- [PROBLEM]: Would you repeat all of the records underneath, exactly as written?

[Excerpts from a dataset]

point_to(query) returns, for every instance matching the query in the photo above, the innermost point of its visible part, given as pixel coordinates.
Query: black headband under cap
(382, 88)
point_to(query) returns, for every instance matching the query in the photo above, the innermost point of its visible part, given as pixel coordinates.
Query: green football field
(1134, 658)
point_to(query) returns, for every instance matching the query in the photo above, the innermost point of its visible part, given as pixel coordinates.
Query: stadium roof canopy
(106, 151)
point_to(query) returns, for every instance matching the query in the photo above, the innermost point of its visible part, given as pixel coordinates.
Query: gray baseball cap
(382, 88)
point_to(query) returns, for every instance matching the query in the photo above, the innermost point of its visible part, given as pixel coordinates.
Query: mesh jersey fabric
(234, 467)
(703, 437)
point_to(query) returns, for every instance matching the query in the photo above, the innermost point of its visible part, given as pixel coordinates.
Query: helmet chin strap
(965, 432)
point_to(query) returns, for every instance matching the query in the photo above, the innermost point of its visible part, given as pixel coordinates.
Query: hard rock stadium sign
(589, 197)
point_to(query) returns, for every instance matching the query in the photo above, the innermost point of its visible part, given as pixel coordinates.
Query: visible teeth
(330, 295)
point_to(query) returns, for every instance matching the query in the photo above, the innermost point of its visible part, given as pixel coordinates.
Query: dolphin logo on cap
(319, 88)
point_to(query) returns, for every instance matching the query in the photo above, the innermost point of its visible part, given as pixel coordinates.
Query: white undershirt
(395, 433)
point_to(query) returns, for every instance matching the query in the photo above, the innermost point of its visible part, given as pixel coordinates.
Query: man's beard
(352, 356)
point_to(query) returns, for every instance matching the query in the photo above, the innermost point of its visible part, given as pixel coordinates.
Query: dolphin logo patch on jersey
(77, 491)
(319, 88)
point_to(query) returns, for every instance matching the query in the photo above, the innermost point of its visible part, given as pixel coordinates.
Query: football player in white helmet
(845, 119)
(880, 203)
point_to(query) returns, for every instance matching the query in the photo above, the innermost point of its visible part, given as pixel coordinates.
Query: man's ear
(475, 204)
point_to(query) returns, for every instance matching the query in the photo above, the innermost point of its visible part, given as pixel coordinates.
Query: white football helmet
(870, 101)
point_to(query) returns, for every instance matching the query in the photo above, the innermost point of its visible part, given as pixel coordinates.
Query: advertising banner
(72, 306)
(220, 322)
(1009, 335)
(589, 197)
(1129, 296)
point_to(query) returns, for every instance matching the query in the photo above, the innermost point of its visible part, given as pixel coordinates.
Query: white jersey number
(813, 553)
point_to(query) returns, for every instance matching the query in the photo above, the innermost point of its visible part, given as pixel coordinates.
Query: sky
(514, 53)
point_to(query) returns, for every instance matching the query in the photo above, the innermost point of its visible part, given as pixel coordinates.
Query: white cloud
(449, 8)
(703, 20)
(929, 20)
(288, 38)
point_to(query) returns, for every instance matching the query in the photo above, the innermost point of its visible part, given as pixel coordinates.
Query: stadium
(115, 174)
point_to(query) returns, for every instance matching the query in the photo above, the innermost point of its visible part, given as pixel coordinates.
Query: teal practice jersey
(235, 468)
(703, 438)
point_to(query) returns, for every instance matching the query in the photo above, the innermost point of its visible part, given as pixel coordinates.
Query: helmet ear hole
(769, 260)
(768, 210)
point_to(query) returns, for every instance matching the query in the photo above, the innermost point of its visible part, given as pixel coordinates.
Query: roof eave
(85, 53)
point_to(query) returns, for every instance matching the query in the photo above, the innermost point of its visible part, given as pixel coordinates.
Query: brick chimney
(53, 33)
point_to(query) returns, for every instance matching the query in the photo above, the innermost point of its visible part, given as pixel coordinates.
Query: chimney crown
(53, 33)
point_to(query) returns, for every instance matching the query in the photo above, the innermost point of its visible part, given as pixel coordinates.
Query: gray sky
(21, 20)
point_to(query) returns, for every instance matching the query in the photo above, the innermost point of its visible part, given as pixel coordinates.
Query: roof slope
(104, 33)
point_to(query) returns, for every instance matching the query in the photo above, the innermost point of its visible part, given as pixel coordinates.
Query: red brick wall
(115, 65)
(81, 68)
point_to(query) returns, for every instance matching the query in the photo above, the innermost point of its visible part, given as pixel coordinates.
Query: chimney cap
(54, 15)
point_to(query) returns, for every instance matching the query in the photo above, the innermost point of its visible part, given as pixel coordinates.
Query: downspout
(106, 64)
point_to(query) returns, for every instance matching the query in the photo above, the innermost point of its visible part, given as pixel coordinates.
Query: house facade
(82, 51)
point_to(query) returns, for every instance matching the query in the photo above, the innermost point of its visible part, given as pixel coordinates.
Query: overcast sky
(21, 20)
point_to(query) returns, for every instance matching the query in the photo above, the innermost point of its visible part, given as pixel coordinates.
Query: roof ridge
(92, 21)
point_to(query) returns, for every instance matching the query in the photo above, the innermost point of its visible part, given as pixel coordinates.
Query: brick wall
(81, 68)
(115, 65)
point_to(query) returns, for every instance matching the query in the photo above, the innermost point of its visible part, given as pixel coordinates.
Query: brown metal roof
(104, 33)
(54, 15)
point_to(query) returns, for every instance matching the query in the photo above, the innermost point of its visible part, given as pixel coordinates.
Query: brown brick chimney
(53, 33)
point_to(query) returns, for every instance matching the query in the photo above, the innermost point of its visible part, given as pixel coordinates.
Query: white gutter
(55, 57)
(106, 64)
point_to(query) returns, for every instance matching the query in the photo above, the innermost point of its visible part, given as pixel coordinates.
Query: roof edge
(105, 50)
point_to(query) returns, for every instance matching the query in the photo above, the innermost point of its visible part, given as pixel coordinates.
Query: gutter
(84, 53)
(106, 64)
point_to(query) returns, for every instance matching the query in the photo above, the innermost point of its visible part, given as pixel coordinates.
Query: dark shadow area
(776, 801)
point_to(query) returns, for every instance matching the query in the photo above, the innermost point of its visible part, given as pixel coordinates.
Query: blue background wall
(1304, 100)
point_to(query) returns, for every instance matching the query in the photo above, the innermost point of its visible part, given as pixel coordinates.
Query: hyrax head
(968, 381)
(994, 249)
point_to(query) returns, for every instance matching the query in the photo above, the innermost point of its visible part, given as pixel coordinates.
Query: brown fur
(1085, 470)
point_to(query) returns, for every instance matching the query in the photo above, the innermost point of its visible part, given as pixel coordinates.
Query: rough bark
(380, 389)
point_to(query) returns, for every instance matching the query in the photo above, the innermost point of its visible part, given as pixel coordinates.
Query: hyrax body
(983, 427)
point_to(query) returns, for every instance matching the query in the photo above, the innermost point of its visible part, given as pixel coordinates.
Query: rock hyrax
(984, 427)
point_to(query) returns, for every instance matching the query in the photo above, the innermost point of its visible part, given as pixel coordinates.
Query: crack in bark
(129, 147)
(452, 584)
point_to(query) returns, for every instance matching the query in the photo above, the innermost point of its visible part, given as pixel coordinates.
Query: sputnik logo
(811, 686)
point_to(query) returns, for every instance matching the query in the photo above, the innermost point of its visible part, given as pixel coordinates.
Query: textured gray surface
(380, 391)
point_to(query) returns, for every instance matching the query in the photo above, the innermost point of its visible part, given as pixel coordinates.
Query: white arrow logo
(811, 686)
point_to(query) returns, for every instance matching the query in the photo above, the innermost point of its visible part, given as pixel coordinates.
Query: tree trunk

- [RESULT FOR THIS TASK]:
point_to(query) returns, for every instance matching the query in the photo above, the innermost point of its visible part, given as pixel coordinates.
Query: black headband under cap
(382, 88)
point_to(query) returns, for every instance matching the query in the photo above, the innermost point of its visible part, given as pixel coordinates.
Query: green football field
(1134, 658)
point_to(query) returns, for every instance matching the query in the photo above, the innermost point of its visible part, given as pixel coordinates.
Query: stadium roof canopy
(106, 151)
point_to(query) returns, for every instance matching the query in the photo above, the innermost point of its visible part, given as pixel coordinates.
Query: gray baseball cap
(382, 88)
point_to(query) returns, for every instance matching the query in the photo above, the innermost point of its visible part, given as pixel coordinates.
Query: mesh jersey fabric
(234, 467)
(703, 437)
point_to(query) returns, for every instance matching the query in the photo above, the innermost point of its visible part, given as pixel coordinates.
Query: helmet chin strap
(965, 432)
point_to(query) returns, for every instance matching the query in the photo above, the innermost point of its visible part, given as pixel coordinates.
Query: hard rock stadium sign
(589, 197)
point_to(query) returns, for every instance matching the query in the photo above, the innermost point of its visible part, given as pixel coordinates.
Query: visible teeth
(330, 295)
point_to(query) returns, for every instance matching the query in the photo above, the innermost point of its visible part, given as pixel coordinates.
Query: dolphin logo on cap
(319, 88)
point_to(query) returns, for every instance matching the query in the photo above, the innermost point of its visible part, given as pixel coordinates.
Query: white undershirt
(395, 433)
point_to(query) returns, for every instance matching the query in the photo above, the innermost point of its visible part, given as pixel coordinates.
Query: man's beard
(352, 356)
point_to(query) returns, for every instance matching the query in the photo above, the innermost point of its visible part, given as pixel coordinates.
Query: dolphin logo patch on jersey
(77, 491)
(319, 88)
point_to(query) returns, for every instance matching the query in the photo above, the innermost point of its visible part, given as pixel coordinates.
Query: football player in white helmet
(845, 119)
(880, 203)
point_to(query) returns, for every instance matching the query in the photo above, the innermost point of its visible part, given as pixel coordinates.
Query: man's ear
(475, 204)
point_to(query) returns, for every instance matching the query in the photo above, the innermost point of its visible part, given as pixel coordinates.
Query: white football helmet
(870, 101)
point_to(query) returns, for every instance matching the query in the photo above, the innermost point of its visible part, given as pixel coordinates.
Query: advertising banner
(72, 306)
(220, 322)
(1009, 335)
(589, 197)
(1129, 296)
point_to(query) returns, for every instance matching the query in the photo above, the innermost point of its visible part, given as pixel coordinates.
Query: white jersey number
(813, 553)
point_to(query) returns, for every instance matching the query in the photo above, the innermost point of its visible part, given as pixel coordinates.
Query: sky
(514, 53)
point_to(query) returns, for every instance matching the query in the photo above, the innermost point of its visible part, given as pixel coordinates.
Query: white cloud
(449, 8)
(703, 20)
(929, 20)
(288, 38)
point_to(query) returns, for every instance matching the query in the photo above, the innermost point of its visible part, given as pixel coordinates.
Query: stadium
(115, 174)
point_to(query) returns, for every instance matching the query in the photo above, the innermost point of its visible part, given as pixel coordinates.
Query: teal practice jersey
(235, 468)
(703, 438)
point_to(query) returns, for every instance matching the query in the photo above, the innermost point of its visible part, given as pixel coordinates.
Query: helmet ear hole
(769, 260)
(768, 210)
point_to(query) returns, for every instance matching the query in the photo above, the innermost point of its visible part, given as pixel coordinates.
Query: roof eave
(85, 53)
point_to(query) returns, for every instance matching the query in the photo above, the innermost point of its visible part, given as pixel coordinates.
Query: brick chimney
(53, 33)
point_to(query) returns, for every instance matching the query in the photo above, the innermost point of its visible part, given as pixel coordinates.
Query: chimney crown
(53, 33)
point_to(query) returns, for every instance matching the query in the photo above, the innermost point of its visible part, given as pixel coordinates.
Query: gray sky
(21, 20)
point_to(query) returns, for every instance matching the query in the photo above, the innermost point of its visible part, given as pixel coordinates.
Query: roof slope
(104, 33)
point_to(query) returns, for every instance matching the query in the photo above, the innermost point of its visible part, given as pixel coordinates.
Query: red brick wall
(115, 65)
(81, 68)
point_to(query) returns, for every instance matching the query in the photo above, the innermost point of its visible part, given as pixel coordinates.
Query: chimney cap
(54, 15)
point_to(query) returns, for every instance matching the query in the photo above, the innermost point of its visible part, given as pixel coordinates.
Query: downspout
(106, 64)
point_to(query) returns, for every instance matching the query in the photo above, the innermost point of its visible part, given as pixel coordinates.
Query: house facade
(82, 51)
point_to(query) returns, for every instance matching the query in the photo above, the innermost point of its visible part, given as pixel coordinates.
Query: overcast sky
(21, 20)
point_to(query) returns, for every instance matching the query in the photo above, the innermost point of its visible part, given as pixel coordinates.
Query: roof ridge
(92, 21)
point_to(query) returns, for every instance matching the query in the photo above, the innermost point of its visible part, given as pixel coordinates.
Query: brick wall
(81, 68)
(115, 65)
point_to(query) returns, for every instance matching the query in the photo above, the innermost point of its visible part, given as pixel coordinates.
Query: brown metal roof
(104, 33)
(54, 15)
point_to(query) returns, for every instance matching the query in the photo above, the innermost point of its visible part, given as pixel coordinates.
Query: brown brick chimney
(53, 33)
point_to(query) returns, for every instance matching the query in the photo above, the innermost point of its visible part, given as pixel coordinates.
Query: white gutter
(55, 57)
(106, 64)
point_to(query) returns, for every instance matching the query in the photo above, the innermost point of its visible part, given as pixel coordinates.
Query: roof edge
(105, 50)
point_to(query) returns, for every instance matching the query in the photo above, the innermost point of its visible part, given as pixel coordinates.
Query: gutter
(84, 53)
(106, 64)
point_to(query) returns, for every instance matching the query in the photo above, the innermost point of its visible part, given as pixel coordinates.
Query: dark shadow area
(776, 801)
point_to(query) returns, for every instance matching the query in the photo above, the innermost point of its visible part, given as pixel coordinates.
Query: blue background wall
(1304, 100)
point_to(query) returns, for every instance matching the query in the photo above, the innermost point of its visible part, given as pixel coordinates.
Query: hyrax head
(968, 381)
(994, 249)
point_to(query) returns, for every instance matching the query in the photo above, the innermost point of its visible part, given as pixel coordinates.
Query: brown fur
(1085, 470)
point_to(query) returns, for every instance matching the query in the photo above, the innermost point of its visible part, given as pixel coordinates.
Query: rough bark
(380, 389)
point_to(query) returns, for every instance matching the query in the photo above, the innermost point of its visible part, given as pixel coordinates.
Query: hyrax body
(983, 427)
point_to(query) returns, for every instance matching the query in the photo above, the innermost point of its visible part, given as pixel coordinates.
Query: rock hyrax
(984, 427)
point_to(query) returns, for every instance matching the query in the photo above, the innermost point of its visible part, given as pixel coordinates.
Query: crack in bark
(129, 147)
(452, 584)
point_to(query) returns, for every instance matching the query in the photo above, the innermost point of its visible part, given as pixel coordinates.
Query: sputnik logo
(811, 686)
point_to(query) returns, for every instance matching the query in the photo above, the innermost point of its visible part, given as pixel coordinates.
Query: textured gray surface
(380, 391)
point_to(query) returns, for every instance matching the query in the photo above, the innermost point of its visible part, given as pixel coordinates.
Query: white arrow logo
(811, 686)
point_to(query) returns, for every instance matching the query in the photo above, the innermost point of its visible part, given as pixel coordinates.
Query: tree trunk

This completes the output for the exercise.